INPUT ROWS:
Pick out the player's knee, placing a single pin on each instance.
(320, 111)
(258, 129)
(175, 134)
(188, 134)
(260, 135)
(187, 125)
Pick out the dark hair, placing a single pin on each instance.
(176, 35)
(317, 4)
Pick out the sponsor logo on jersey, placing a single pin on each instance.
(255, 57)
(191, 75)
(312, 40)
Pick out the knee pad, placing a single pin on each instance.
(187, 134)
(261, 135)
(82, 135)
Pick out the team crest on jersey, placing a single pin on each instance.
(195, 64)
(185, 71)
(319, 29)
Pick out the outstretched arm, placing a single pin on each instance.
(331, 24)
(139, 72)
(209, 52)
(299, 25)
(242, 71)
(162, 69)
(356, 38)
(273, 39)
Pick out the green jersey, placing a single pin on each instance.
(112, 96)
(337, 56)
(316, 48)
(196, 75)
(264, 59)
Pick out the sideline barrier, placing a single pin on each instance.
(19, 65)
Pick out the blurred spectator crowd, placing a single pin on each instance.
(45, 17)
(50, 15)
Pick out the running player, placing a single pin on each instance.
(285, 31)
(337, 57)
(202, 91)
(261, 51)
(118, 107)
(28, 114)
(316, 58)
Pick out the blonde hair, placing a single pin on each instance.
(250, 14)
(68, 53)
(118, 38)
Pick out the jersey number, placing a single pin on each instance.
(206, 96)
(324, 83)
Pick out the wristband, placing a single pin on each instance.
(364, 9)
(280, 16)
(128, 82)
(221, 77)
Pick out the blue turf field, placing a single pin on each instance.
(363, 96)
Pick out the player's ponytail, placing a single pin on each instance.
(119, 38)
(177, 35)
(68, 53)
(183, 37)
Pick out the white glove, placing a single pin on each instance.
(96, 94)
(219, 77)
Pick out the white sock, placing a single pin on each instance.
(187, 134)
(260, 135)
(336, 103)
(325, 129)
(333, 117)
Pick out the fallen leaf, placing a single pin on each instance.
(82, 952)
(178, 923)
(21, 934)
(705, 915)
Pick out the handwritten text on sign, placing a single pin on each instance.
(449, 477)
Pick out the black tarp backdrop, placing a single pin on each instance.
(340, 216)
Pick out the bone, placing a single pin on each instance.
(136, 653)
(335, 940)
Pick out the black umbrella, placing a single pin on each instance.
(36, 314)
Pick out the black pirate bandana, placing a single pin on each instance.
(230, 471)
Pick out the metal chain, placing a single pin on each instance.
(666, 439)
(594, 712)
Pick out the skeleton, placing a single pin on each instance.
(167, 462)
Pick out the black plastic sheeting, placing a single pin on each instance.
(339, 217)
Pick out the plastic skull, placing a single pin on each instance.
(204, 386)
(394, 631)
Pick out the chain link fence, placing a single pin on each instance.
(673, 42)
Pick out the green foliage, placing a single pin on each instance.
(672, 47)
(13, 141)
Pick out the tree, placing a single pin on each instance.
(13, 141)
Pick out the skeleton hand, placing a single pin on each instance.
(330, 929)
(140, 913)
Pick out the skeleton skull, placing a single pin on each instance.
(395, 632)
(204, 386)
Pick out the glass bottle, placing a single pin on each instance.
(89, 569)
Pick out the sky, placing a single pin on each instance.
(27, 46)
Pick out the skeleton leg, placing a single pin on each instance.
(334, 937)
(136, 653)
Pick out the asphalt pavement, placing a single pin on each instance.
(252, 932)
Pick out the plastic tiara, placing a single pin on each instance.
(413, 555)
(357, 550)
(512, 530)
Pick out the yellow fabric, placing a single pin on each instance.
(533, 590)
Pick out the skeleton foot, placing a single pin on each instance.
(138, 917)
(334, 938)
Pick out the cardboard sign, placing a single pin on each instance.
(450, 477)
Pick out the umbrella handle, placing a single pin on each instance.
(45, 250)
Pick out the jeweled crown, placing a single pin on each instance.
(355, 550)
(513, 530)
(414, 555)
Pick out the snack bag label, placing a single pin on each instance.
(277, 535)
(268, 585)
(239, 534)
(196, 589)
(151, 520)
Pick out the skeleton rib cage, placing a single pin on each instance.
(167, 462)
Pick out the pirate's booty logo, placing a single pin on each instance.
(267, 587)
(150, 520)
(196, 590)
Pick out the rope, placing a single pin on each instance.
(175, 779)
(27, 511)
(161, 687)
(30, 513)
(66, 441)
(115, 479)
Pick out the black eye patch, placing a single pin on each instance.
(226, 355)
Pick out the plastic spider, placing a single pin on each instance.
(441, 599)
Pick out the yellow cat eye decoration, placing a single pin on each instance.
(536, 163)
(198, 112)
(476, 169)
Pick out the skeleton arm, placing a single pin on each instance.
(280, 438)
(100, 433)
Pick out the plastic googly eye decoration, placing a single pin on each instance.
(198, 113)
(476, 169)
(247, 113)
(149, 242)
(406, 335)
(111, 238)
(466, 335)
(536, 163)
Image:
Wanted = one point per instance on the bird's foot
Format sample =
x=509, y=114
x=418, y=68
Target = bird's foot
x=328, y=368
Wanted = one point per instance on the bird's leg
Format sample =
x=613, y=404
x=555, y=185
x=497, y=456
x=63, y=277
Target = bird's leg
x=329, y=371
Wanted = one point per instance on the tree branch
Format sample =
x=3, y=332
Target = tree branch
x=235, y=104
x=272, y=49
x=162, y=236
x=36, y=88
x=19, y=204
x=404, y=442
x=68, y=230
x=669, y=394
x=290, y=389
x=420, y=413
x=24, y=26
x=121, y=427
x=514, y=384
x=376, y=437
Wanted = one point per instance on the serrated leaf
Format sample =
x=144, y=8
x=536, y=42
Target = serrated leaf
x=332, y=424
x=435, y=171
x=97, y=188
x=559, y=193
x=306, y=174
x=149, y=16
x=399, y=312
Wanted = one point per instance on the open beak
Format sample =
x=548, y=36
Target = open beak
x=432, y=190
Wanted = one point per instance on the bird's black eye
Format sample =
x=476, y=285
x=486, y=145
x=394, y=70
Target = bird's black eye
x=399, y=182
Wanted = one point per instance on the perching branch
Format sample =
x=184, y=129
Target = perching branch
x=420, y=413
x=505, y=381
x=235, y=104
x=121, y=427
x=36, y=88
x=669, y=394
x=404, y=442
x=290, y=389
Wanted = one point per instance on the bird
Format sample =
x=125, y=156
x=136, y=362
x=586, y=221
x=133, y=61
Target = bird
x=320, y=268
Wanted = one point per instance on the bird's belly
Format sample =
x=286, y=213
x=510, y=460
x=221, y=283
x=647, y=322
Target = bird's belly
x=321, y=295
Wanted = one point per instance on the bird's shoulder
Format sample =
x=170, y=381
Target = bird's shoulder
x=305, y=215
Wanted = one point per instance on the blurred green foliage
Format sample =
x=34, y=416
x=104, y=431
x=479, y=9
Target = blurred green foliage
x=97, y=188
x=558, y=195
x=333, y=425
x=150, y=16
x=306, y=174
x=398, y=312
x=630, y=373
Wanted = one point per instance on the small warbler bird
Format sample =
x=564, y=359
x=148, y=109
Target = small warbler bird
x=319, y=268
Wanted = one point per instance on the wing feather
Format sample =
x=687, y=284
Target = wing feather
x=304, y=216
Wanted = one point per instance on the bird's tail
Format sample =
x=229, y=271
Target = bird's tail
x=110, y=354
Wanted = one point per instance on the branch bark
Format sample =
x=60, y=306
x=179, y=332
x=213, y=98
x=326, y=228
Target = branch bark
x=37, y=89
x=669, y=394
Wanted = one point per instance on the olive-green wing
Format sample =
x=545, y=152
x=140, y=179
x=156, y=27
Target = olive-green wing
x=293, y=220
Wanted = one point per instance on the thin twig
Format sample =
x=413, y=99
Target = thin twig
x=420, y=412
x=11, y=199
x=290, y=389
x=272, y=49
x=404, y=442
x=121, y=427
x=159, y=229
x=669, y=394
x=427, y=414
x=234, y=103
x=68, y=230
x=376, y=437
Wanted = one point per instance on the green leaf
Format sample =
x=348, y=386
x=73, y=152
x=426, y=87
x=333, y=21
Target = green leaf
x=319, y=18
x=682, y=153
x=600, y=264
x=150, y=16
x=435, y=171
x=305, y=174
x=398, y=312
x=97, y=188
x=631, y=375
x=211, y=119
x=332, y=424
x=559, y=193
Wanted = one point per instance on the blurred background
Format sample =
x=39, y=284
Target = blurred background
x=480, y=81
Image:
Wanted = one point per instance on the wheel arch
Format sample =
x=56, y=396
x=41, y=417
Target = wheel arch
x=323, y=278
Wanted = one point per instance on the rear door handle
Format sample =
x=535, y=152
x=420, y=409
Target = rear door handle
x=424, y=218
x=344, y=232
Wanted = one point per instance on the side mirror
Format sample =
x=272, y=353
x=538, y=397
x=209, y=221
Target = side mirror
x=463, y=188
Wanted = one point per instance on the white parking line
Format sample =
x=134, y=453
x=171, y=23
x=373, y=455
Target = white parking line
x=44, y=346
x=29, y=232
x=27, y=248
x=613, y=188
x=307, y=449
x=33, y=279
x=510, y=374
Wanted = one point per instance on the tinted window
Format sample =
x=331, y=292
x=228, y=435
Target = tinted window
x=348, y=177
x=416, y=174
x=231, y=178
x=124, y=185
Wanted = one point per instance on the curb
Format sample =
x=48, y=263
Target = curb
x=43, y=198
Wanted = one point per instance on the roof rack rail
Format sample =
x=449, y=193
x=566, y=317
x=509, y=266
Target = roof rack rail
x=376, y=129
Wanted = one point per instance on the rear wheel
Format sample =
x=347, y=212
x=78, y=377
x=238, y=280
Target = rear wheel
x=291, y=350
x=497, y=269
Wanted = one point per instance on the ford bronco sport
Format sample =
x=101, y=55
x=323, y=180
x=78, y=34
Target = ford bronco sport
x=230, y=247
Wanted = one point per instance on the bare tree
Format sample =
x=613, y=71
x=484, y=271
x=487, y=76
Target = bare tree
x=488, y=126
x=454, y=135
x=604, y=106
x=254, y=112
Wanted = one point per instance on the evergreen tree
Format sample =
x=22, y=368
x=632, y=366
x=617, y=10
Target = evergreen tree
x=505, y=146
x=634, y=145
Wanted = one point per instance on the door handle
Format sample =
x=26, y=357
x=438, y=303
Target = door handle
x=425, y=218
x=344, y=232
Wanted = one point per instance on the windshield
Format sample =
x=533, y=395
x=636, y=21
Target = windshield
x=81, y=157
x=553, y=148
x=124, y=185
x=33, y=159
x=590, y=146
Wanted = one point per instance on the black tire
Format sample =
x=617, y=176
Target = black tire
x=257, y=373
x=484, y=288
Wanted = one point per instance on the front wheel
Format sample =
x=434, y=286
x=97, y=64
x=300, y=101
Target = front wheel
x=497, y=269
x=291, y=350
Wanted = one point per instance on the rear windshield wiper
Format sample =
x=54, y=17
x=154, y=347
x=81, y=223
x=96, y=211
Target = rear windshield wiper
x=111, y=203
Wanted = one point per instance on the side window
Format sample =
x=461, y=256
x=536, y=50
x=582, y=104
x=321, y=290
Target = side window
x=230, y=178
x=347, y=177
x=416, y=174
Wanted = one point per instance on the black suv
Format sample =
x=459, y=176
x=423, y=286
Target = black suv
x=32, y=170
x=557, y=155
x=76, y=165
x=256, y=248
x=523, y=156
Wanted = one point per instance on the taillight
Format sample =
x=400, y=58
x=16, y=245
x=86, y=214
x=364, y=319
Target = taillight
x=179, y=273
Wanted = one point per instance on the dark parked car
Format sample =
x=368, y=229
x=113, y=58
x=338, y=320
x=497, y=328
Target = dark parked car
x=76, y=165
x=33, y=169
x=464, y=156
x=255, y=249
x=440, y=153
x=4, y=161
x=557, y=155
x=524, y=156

AIM: Print only the lines from the one with "Wanted = one point per instance on the evergreen" to the end of the records, both included.

RESULT BELOW:
Wanted = one point per instance on the evergreen tree
Format sample =
x=22, y=368
x=632, y=366
x=617, y=10
Target = evergreen tree
x=505, y=146
x=634, y=145
Wanted = one point per instance on the door handle
Format sample =
x=26, y=357
x=438, y=303
Target = door handle
x=425, y=218
x=344, y=232
Wanted = one point per instance on the windshield
Format sample =
x=533, y=395
x=636, y=21
Target = windshield
x=81, y=157
x=553, y=148
x=124, y=185
x=33, y=159
x=590, y=146
Wanted = one point per instance on the black tire
Format sample =
x=617, y=176
Target = black tire
x=257, y=373
x=484, y=288
Wanted = one point per instance on the front wheel
Format sample =
x=434, y=286
x=97, y=64
x=300, y=101
Target = front wheel
x=497, y=269
x=291, y=350
Wanted = one point per instance on the rear windshield wiper
Format sample =
x=54, y=17
x=154, y=347
x=81, y=223
x=96, y=211
Target = rear windshield wiper
x=111, y=203
Wanted = one point per instance on the side window
Format sample =
x=461, y=256
x=536, y=50
x=582, y=104
x=321, y=290
Target = side window
x=230, y=178
x=347, y=177
x=416, y=174
Wanted = one point per instance on the black suv
Format sample =
x=459, y=176
x=423, y=286
Target = black suv
x=32, y=170
x=557, y=155
x=76, y=165
x=256, y=248
x=523, y=156
Wanted = one point per instance on the taillight
Format sample =
x=400, y=58
x=16, y=245
x=86, y=214
x=364, y=319
Target = taillight
x=179, y=273
Wanted = one point per instance on the dark parked car
Format sample =
x=368, y=229
x=113, y=58
x=338, y=320
x=497, y=328
Target = dark parked car
x=76, y=165
x=33, y=169
x=464, y=156
x=255, y=249
x=440, y=153
x=4, y=161
x=557, y=155
x=524, y=156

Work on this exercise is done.